▶ _PROBLEM TO SOLVE_: How many of the lines in the data contain "branch"? Give only the number.

Source records:

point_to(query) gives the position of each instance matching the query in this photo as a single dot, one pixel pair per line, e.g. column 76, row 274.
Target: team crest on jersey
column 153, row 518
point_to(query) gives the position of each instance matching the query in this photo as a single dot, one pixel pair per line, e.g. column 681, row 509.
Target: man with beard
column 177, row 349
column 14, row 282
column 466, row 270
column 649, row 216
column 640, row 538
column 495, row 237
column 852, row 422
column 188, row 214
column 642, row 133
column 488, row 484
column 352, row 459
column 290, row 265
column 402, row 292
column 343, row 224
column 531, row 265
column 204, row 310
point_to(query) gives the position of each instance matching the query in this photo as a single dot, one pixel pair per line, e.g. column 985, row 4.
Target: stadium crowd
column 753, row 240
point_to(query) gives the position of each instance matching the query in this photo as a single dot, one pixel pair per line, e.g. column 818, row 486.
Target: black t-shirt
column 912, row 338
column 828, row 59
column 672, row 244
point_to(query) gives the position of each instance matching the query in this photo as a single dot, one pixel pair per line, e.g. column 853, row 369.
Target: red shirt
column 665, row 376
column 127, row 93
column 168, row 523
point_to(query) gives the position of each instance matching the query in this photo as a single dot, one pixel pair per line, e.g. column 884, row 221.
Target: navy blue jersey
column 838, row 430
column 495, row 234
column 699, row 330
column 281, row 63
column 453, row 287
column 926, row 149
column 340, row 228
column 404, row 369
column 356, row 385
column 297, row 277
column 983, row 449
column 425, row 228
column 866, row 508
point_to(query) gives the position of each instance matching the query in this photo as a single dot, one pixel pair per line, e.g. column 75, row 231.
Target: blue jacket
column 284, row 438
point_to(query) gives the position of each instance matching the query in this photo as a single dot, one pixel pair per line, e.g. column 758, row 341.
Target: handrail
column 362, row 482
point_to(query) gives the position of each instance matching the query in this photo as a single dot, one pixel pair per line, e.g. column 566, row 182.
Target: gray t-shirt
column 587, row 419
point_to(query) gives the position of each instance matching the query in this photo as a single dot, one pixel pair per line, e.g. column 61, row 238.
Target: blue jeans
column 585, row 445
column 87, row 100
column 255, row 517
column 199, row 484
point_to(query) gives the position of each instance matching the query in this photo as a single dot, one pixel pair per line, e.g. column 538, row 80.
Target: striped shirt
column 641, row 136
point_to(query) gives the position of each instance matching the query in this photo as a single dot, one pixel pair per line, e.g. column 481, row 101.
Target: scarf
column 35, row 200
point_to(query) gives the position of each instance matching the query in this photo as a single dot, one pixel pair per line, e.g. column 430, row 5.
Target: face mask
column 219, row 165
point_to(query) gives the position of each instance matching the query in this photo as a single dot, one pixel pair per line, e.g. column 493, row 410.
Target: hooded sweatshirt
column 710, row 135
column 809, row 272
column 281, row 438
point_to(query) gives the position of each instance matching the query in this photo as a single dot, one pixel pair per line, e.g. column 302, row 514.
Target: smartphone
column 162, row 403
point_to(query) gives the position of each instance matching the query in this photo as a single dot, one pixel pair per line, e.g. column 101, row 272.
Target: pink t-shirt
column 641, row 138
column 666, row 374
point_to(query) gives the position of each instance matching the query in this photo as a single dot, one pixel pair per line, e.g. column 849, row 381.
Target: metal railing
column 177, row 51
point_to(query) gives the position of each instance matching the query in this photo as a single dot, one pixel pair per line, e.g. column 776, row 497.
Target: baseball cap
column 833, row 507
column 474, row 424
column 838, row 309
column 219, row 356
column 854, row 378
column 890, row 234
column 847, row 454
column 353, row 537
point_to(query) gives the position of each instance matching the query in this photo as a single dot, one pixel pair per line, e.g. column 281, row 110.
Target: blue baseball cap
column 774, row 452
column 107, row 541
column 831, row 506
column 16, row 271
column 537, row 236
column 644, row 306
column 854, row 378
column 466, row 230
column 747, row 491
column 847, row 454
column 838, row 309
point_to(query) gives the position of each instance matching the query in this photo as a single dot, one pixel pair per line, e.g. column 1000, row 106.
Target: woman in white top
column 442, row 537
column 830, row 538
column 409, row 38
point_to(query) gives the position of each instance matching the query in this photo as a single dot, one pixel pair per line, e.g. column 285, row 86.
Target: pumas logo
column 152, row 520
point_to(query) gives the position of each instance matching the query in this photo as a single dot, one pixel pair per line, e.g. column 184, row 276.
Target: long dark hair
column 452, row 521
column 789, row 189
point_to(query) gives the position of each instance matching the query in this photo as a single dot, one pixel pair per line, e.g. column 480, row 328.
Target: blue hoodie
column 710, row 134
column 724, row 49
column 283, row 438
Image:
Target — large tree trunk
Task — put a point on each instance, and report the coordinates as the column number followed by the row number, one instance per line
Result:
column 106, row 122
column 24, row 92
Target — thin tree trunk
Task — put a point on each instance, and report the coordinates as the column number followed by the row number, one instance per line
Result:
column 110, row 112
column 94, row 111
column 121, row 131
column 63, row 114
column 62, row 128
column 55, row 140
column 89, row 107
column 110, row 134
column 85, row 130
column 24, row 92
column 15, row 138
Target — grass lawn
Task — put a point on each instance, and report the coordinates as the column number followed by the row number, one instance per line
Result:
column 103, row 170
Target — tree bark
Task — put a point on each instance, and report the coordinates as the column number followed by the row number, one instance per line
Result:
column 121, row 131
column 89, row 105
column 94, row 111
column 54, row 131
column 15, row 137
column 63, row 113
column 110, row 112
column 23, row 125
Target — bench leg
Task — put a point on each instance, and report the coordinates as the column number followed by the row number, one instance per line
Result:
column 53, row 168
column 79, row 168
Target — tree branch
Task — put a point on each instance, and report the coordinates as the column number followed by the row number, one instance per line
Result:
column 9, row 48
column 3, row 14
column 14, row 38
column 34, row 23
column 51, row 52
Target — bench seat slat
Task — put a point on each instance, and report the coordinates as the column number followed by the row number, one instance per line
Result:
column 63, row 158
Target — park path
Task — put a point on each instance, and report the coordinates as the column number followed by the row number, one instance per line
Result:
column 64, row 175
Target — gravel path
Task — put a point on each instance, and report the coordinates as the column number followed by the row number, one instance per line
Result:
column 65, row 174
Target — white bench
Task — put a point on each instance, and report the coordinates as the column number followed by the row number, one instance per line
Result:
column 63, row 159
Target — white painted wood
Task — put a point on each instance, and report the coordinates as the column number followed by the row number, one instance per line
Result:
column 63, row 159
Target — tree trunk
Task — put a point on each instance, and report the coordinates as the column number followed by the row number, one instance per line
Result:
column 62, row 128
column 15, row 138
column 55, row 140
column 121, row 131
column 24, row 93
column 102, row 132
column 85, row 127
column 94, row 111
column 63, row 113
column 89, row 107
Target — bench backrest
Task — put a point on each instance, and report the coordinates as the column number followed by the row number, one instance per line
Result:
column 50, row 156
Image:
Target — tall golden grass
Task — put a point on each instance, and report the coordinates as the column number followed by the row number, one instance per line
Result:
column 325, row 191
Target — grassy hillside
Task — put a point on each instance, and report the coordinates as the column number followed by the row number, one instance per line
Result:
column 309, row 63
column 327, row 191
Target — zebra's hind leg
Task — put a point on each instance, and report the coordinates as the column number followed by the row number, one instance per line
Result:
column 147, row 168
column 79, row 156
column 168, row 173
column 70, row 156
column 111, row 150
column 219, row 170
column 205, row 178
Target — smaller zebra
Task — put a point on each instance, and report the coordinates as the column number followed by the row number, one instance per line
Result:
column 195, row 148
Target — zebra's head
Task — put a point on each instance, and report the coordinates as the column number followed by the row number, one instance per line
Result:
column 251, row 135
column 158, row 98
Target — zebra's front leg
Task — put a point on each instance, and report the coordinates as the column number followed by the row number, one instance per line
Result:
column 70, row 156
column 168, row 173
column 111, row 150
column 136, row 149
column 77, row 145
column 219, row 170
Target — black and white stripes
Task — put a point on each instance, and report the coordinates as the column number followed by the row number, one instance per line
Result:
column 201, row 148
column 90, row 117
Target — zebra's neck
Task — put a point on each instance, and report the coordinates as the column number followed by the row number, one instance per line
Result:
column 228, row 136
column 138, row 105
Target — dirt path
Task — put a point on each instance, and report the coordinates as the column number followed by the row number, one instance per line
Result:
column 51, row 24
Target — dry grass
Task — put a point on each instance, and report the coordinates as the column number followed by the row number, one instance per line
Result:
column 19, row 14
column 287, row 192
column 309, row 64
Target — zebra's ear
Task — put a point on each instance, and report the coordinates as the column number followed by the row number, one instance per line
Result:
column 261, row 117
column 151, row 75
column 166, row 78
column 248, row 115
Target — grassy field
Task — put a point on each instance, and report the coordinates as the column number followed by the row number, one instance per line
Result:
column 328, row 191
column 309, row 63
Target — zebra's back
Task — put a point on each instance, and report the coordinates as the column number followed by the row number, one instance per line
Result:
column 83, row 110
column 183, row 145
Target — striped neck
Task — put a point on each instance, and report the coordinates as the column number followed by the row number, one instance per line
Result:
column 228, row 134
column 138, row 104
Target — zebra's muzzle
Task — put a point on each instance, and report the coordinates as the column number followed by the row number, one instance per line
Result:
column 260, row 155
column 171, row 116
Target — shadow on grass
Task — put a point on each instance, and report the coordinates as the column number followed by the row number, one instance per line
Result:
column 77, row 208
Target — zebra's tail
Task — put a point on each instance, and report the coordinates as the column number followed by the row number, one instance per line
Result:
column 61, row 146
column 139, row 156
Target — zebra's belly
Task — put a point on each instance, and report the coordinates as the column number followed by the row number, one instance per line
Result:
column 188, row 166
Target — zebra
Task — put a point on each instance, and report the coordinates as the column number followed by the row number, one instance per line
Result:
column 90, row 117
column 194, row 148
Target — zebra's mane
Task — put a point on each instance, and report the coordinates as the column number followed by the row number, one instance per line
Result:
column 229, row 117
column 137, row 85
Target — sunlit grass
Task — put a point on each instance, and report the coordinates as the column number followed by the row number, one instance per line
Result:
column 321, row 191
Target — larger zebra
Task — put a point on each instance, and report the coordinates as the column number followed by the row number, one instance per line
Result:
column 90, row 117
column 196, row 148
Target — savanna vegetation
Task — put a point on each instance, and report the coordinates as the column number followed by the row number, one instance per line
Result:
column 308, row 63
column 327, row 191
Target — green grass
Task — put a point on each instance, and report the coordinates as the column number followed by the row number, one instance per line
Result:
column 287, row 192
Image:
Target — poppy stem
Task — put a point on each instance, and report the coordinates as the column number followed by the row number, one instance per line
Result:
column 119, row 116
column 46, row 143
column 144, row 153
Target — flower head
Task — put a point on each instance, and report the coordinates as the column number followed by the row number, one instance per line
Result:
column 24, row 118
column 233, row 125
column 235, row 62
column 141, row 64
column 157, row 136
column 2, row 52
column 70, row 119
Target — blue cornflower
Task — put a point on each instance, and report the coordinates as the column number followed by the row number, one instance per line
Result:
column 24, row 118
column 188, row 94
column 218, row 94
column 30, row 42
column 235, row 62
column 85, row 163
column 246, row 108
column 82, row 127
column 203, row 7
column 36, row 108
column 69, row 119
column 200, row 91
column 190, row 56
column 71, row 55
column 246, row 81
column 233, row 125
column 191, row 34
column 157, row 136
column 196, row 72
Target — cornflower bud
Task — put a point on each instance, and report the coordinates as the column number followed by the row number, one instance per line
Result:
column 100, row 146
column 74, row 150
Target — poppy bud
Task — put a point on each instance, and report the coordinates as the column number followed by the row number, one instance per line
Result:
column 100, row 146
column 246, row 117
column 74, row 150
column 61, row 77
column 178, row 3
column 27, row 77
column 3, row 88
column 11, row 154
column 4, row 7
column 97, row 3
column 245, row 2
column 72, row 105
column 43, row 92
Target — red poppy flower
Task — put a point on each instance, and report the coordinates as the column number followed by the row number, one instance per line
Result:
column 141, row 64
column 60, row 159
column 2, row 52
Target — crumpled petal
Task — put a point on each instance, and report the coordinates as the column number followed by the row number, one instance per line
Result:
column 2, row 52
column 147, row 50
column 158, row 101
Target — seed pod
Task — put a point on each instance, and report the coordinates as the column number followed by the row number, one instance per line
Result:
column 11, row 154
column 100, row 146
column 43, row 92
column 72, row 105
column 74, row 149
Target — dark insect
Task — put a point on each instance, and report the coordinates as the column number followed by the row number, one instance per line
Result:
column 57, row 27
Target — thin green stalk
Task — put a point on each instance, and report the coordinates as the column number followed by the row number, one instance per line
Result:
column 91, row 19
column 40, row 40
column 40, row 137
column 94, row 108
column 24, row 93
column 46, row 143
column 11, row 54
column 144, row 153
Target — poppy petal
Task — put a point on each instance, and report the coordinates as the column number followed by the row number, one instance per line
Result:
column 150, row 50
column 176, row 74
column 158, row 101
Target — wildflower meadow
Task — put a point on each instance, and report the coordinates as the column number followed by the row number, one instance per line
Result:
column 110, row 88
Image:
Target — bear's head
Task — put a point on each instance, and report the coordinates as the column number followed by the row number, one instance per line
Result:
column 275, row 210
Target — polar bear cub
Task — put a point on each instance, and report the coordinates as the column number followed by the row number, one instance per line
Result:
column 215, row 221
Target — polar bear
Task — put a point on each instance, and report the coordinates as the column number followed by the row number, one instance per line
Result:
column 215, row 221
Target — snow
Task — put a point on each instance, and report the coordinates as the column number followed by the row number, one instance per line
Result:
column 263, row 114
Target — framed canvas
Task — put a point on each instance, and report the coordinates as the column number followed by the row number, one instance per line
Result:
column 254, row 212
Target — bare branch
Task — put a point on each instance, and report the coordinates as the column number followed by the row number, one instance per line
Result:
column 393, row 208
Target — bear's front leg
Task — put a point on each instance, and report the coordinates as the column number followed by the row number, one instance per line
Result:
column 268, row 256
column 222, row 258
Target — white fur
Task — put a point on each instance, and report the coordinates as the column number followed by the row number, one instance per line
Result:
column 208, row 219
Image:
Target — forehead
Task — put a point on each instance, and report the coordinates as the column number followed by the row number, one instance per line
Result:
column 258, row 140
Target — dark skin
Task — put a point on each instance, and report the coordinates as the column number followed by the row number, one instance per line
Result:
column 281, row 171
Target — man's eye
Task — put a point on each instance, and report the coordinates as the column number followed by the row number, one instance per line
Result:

▶ _WRITTEN ANSWER_: 2